Coordinate annotation items:
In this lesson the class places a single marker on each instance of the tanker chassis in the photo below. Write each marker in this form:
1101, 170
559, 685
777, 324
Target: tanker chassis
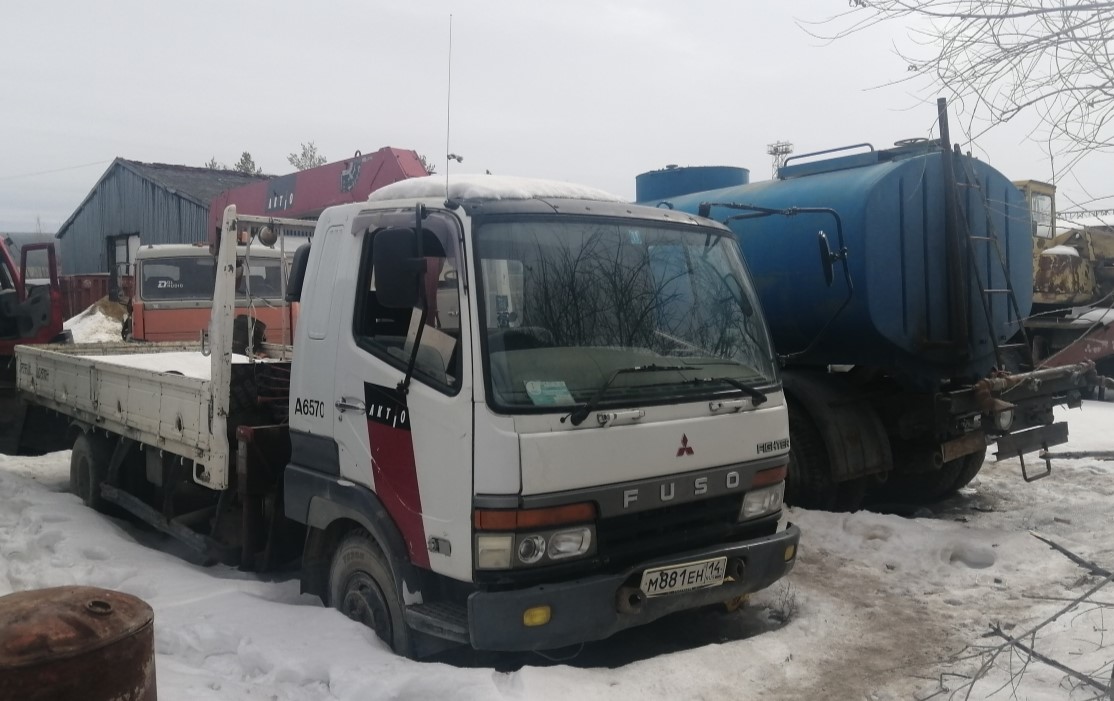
501, 424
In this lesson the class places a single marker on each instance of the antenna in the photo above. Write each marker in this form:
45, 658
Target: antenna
780, 151
448, 114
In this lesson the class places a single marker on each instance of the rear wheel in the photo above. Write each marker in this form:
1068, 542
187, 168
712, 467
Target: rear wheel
89, 468
362, 587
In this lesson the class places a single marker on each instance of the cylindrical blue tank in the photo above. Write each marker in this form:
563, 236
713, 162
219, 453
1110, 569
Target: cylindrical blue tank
672, 181
891, 204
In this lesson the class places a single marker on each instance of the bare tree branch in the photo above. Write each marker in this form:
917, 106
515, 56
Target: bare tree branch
997, 59
1036, 655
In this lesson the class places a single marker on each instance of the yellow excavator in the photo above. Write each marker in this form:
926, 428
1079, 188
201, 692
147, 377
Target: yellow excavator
1073, 283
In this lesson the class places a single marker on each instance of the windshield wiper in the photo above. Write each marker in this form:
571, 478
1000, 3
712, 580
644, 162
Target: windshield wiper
756, 396
582, 412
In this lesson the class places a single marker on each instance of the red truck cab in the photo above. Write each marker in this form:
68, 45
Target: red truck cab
174, 292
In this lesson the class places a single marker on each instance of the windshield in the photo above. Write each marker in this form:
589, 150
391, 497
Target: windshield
193, 278
568, 303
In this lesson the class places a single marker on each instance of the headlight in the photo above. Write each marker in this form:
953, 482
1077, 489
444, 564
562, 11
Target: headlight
762, 502
505, 551
531, 548
569, 543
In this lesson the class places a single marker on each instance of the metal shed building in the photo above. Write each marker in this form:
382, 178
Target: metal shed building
134, 203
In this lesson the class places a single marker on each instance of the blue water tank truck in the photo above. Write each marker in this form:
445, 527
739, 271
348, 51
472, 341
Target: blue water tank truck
898, 342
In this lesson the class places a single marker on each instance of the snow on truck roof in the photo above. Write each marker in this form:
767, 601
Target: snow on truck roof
488, 187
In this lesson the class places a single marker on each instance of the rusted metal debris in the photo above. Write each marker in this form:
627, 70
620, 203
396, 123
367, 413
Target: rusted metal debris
75, 643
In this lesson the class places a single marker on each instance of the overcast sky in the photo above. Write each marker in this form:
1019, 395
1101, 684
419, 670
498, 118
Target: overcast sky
586, 90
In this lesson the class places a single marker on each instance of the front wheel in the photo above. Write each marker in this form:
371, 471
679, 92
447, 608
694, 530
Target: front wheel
362, 587
810, 483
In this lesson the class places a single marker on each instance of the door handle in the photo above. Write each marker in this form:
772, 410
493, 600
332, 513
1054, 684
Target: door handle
348, 403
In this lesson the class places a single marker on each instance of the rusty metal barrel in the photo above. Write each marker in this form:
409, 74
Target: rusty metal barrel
72, 643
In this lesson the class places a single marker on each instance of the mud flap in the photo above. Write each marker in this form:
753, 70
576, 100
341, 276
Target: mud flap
12, 411
1041, 438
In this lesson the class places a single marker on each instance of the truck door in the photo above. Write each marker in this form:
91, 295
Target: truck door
412, 447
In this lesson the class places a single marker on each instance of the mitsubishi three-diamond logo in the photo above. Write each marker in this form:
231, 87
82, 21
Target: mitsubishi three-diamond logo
685, 448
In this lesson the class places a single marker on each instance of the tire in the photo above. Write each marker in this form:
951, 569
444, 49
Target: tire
937, 485
362, 587
809, 482
89, 468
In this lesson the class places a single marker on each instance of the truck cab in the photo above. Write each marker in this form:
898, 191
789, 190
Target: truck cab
526, 415
174, 291
30, 312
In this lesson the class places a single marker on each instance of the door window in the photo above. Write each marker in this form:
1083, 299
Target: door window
390, 333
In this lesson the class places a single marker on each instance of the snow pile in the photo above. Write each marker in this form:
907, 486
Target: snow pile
488, 187
1066, 251
188, 363
97, 324
879, 606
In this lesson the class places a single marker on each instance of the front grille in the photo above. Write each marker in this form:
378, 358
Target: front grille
626, 539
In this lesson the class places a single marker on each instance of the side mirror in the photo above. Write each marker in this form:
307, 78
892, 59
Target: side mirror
398, 269
827, 257
740, 294
297, 274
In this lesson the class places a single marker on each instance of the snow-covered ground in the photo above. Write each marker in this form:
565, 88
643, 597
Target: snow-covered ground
879, 607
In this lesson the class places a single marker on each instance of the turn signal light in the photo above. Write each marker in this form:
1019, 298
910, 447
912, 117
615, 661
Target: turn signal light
536, 615
523, 518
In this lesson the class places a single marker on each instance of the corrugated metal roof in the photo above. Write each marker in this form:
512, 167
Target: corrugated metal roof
197, 185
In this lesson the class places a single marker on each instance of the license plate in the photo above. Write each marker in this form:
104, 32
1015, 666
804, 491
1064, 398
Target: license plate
674, 578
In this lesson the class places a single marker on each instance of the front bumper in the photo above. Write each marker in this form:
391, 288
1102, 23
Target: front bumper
598, 606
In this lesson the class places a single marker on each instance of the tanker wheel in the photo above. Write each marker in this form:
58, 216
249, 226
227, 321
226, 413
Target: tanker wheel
361, 586
89, 469
809, 483
937, 485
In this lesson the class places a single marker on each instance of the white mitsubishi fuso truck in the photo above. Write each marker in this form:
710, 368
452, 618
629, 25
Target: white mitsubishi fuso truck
517, 415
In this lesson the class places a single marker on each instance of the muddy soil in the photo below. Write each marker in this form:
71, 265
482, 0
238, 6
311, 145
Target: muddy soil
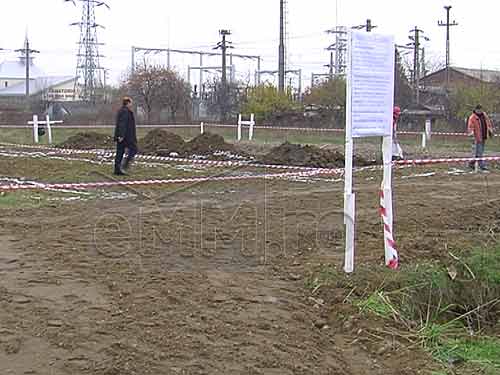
309, 156
210, 279
161, 142
88, 141
207, 144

What the task requires:
Rewrite every item above with "places a single marker" changed to "puts one dot" and nothing else altered. Leave the pictures out of your version.

Finished answer:
In this lesson the class puts one dot on each instance of the tanker chassis in the photo below. Write each marker in this form:
1101, 170
559, 685
777, 324
Target: tanker chassis
501, 424
In this lesson the class puts one dot on each instance of the antenna in the photo above. Write each marker in this form:
45, 658
Target: antenna
780, 151
448, 114
In this lesson the class puts one dot on each instance of the rear wheel in the photo above. Write each marker in this form:
1068, 542
187, 168
712, 467
Target: rear wheel
89, 468
362, 587
In this lesson the class puts one dot on each instance of the cylindrical blue tank in the photo above. Write each marker in this form:
563, 236
713, 162
219, 453
1110, 569
Target: cylindrical blue tank
672, 181
891, 204
In this lesson the class puts one dot on each instance of the bare tree branch in the photo above. Write each marker in this form:
917, 106
515, 56
Target: bare tree branch
997, 59
1036, 655
In this lesson the class puts one dot on each instance of the yellow excavator in the photo above. Write each marker in this form:
926, 428
1079, 188
201, 692
147, 377
Target: yellow excavator
1073, 283
In this lesson the class puts one dot on each instance of the windshield wiper in the photo above. Write each marker in this form:
571, 478
1000, 3
712, 580
644, 162
Target: windshield wiper
756, 396
582, 412
In this lesson the class puts one dot on each instance of the red truck cab in the photo above. Write each marker in this form:
68, 45
Target: red truck cab
174, 292
In this lesson the class puts one dot on each instance of the windshield in the photo above. Write each marker in this form:
589, 150
391, 497
Target: windshield
193, 278
568, 303
In this lesson the class puts one dot on each instance of the headlight in the photo above. Write each marker in this form:
953, 482
1077, 489
444, 564
562, 11
Target: headlight
762, 502
505, 551
531, 548
569, 543
In this lesson the class puts one dot on each instance of the metal shed building in the photo above. Write each marker in this form:
382, 178
Target: metal shed building
134, 203
In this lesson the class puts one dot on each instance of the blue water tank truck in the photo above. Write each marker in this form:
445, 527
739, 271
348, 51
472, 341
Target: blue water tank truck
898, 342
In this lesson the class puts one dot on each instance of the snow on truck roof in the photo above. Write each marker in this form:
767, 601
Target: snow on truck roof
488, 187
In this lesson the class puts one dot on each instance of the rusted metal debris in the photo above. Write each marker in this form:
627, 70
620, 203
396, 123
367, 413
Target: rusted metal debris
75, 643
In this lesson the class puts one dot on each instance of the overcast sky in the photo above. Write each marker in this form:
1019, 395
1101, 684
419, 670
498, 118
Target: overcast sky
586, 90
In this lesson the class puts one dot on each instance of the front wheel in the photo above. Write each marker in this form:
371, 471
679, 92
447, 608
694, 530
Target: front wheel
362, 587
810, 483
In this lesson the class puts one dot on each instance of the door handle in the photo above. Write each marker in this form:
772, 410
493, 600
332, 513
1054, 684
Target: door handle
348, 403
In this lesson the class puts one dot on each instance of the rusty metal barrel in the photo above. Write each marker in this form:
409, 74
Target: rusty metal barrel
72, 643
In this lesson the class puts one dot on each instance of the mud flap in the photo above. Write each marker in this form:
753, 70
576, 100
341, 276
Target: mud flap
12, 411
1041, 438
In this lesson the class puts one dot on each instance of the truck door in the photo above. Write each marker in this form:
91, 295
Target: truck door
412, 447
In this lesson the class puts one dot on each instance of the mitsubishi three-diamond logo in the photo above. Write each marker in this form:
231, 87
82, 21
Target: mitsubishi three-diamond logo
685, 448
In this lesson the class puts one dot on each instance of the tire in the photo above. Write each marker in this form:
951, 569
444, 49
Target: tire
937, 485
362, 587
809, 482
89, 468
In this lesson the class puts one dot on each instance of the truck cab in the photo above. Write each marker in this form:
898, 191
789, 190
Target: truck cab
526, 415
174, 291
30, 312
In this lesson the class puts one dot on each instance of the door window in the photo above. Write each marker in this form:
1083, 299
Target: door window
390, 333
In this lesson the class puts one dot on each instance of the snow pile in the photo above. Write each marker in this form:
907, 486
Target: snow pile
488, 187
1066, 251
188, 363
97, 324
879, 606
In this lesson the class puts one dot on each instance of the front grille in the photo above. Write each marker in this form:
378, 358
Target: front grille
626, 539
In this lesson the class puts one dot on each instance of the side mirror in the photo above. Write each marker in this form:
307, 78
892, 59
Target: side mirror
398, 269
827, 257
740, 294
297, 274
In this lesson the class puts one dot on each instance of the snow-covered ground in the photo above. Write each marker in this form:
565, 88
643, 597
Target: snow-covered ground
879, 607
In this lesson the class puts one dot on each instance of the turn signal light in the photo above. Write each marker in this form:
1019, 298
910, 447
912, 117
615, 661
Target: turn signal light
536, 615
523, 518
In this lesson the class puts one dot on each instance of the corrugated metal roof in the photo above. Write each marker in this form:
512, 167
Target: corrugated metal roof
197, 185
In this lesson the class puts one dot on each instance of the license plate in the photo above. Write each marker in this form:
104, 32
1015, 666
804, 491
1064, 398
Target: license plate
674, 578
In this lesson the class puts one dot on each instance of the front bumper in the photo above. Write each marker in this form:
391, 288
1102, 23
Target: front bumper
598, 606
In this lesson the class puts one dot on each instance of the tanker wheel in the photo above. Write each marker in this form:
58, 216
249, 226
227, 321
226, 413
Target: tanker wheel
361, 586
89, 469
809, 483
937, 485
In this lesson the class puts one dot on each instance of the white mitsubishi fuso truck in the photo above. Write each marker in this form:
710, 368
452, 618
629, 25
Target: white mitsubishi fuso truck
517, 415
In this lesson the class puts one dot on each instance of the muddy soil in the photo below. Write each marker in this form:
71, 265
482, 0
238, 6
311, 145
Target: muddy soil
309, 156
210, 279
161, 142
88, 141
207, 144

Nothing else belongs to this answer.